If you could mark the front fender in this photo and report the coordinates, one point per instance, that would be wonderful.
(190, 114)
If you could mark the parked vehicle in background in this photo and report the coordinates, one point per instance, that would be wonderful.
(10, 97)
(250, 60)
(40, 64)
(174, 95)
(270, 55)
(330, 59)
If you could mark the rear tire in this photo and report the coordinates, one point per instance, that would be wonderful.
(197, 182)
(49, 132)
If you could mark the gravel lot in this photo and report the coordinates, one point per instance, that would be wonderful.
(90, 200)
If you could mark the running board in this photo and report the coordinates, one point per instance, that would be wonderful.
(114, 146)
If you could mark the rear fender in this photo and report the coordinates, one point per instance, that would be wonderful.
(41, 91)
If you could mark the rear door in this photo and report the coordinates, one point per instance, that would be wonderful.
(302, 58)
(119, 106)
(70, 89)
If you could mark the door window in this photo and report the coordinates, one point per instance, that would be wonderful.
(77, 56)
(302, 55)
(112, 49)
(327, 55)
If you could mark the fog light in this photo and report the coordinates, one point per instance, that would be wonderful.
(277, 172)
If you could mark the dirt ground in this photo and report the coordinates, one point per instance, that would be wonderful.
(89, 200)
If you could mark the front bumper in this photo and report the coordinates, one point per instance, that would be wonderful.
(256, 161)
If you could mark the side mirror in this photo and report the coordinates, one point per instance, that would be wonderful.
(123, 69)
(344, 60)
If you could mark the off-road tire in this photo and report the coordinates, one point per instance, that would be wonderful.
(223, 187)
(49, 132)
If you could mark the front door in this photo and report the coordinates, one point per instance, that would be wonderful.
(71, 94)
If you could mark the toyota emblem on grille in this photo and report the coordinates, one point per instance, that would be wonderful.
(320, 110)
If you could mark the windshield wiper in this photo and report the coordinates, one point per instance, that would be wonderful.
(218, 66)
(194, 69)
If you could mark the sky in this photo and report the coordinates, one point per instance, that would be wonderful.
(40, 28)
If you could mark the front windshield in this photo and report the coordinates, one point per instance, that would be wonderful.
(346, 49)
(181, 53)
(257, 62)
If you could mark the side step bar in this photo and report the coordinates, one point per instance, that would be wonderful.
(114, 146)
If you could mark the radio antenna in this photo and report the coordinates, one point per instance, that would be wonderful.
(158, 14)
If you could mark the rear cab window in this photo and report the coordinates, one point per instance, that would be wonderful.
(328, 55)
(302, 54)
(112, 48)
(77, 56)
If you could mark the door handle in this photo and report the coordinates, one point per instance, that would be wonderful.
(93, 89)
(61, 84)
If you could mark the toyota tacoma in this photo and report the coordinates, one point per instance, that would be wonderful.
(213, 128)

:: Brief ::
Only the lines from the one containing "If you could mark the toyota tacoma" through the final line of the records above should be printed, exactly as they stand.

:: Task response ::
If you could mark the toyota tacoma in this photo and report the coordinates, one point per instance, that would be wonderful.
(213, 128)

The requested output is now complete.